═════ DOCUMENT PASSAGE

He may say something to the effect of “and now you understand the causes of the Great Depression,” but you probably don’t actually understand the Great Depression. Instead, you know his beliefs regarding the causes of the Great Depression of the 1930s, and therefore regurgitate it on his tests, but could you really extrapolate the principles of economic slowdown and dysfunction in general? Or did you just happen to recall what he told you was the cause of the Great Depression, as if it were itself a fact of history, rather than an arguable interpretation? Think about it this way. Do you have a conceptual framework from which to understand economics, be able to apply it to the facts of the Great Depression, subsequently come up with your own interpretation of what happened, argue for it persuasively and coherently, and defend it against other mutually-exclusive interpretations? Probably not.

Now, it really isn’t his fault that he can’t act as a teacher. It’s a problem with how high schools are fundamentally set up. But it still doesn’t change the fact that what he is doing is lecturing, not teaching; and what you are receiving is knowledge, not proper guidance in developing your understanding.

If your English ‘teacher’ explains step-by-step how to write an essay (with thesis, topic sentences, lead-ins, quotations, citations, quotation analysis, etc.), she is not really teaching you the principles of strong writing, is she? She’s instructing you how to assemble something that might look like an intelligible piece of writing. So when you’re asked to write an essay for some other purpose than explaining Romeo and Juliet, you might not have an inkling on how to accomplish it; because you have never receiving an education in writing, or in other words, guidance in understanding the principles of sound argumentation and written communication.

══════════

• WHAT TO WORK ON
1: For the essay on high school teaching, mark each statement yes or no and quote the words that decide it: (a) The essay blames the history teacher personally for being unable to act as a teacher. (b) The essay says the English teacher's step-by-step essay instructions show how to assemble something that might look like intelligible writing. (c) The essay treats the teacher's account of the causes of the Great Depression as a settled fact of history.
2: Continue the essay on high school teaching, starting after its last sentence.
The listing that follows the essay on high school teaching has no connection to it.

═════ GIVEN DATA

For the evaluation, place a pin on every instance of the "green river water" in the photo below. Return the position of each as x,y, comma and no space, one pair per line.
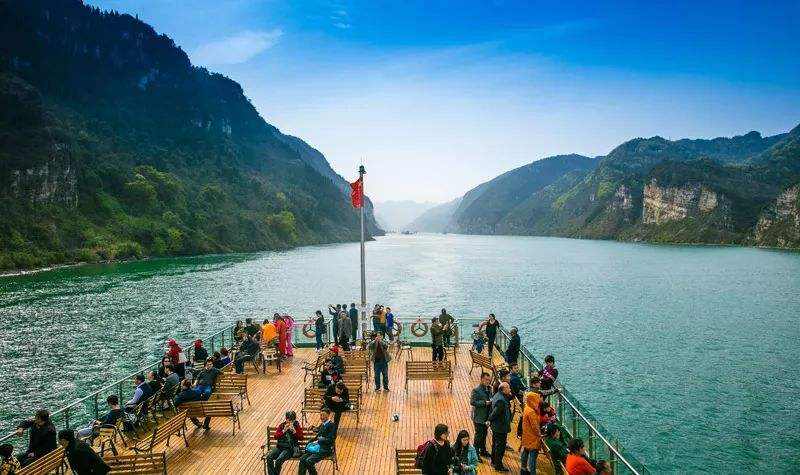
687,354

══════════

• IN RESPONSE
1:
(a) No: "it really isn’t his fault that he can’t act as a teacher."
(b) Yes: "She’s instructing you how to assemble something that might look like an intelligible piece of writing."
(c) No: "as if it were itself a fact of history, rather than an arguable interpretation"

2:
Your high school is called a “school,” but where’s the intellectual, moral, or philosophical framework? You might get something that appears like it if you go to a religiously-affiliated school. But even then, the faculty won’t always tie their interpretation of facts to that framework. It’s just kind of there, unattached, for lack of better words. Maybe it’s stuffed into a “religion class,” so that they don’t have to bother with tying their framework to any other subject matter.

But if you go to a public “school,” there is no framework whatsoever. (Admittedly, this is a simplification, because any sort of teaching implicitly contains a framework, no matter how banal, little, or commonplace the thinking is – but this is a discussion for another time.) So a student won’t have the experience of traversing between fact and idea, knowledge to understanding, or developing the capacity for independent thought.

So what are we left with?

Let’s start by rectifying the names. Once we count up what we do in fact have, then we can deduce what we don’t have.

You (as a student) wake up everyday and go to a building where instructors provide lectures and training on a daily basis. You memorize facts, recall sets of information, and build up knowledge. On a semi-regular basis, you are tested on your ability to recall these facts and opinions of your instructors, and occasionally write a paper or put together an art-based project following step-by-step instructions.

But you are not educated by teachers who are concerned with cultivating a new generation of scholars to discover, realize, and develop penetrating insight where others routinely fail to do so. You are not guided toward developing understanding ideas, concepts, principles, deeper meanings, or frameworks of inquiry. Nobody there will help you cultivate your capacity to ascertain truth.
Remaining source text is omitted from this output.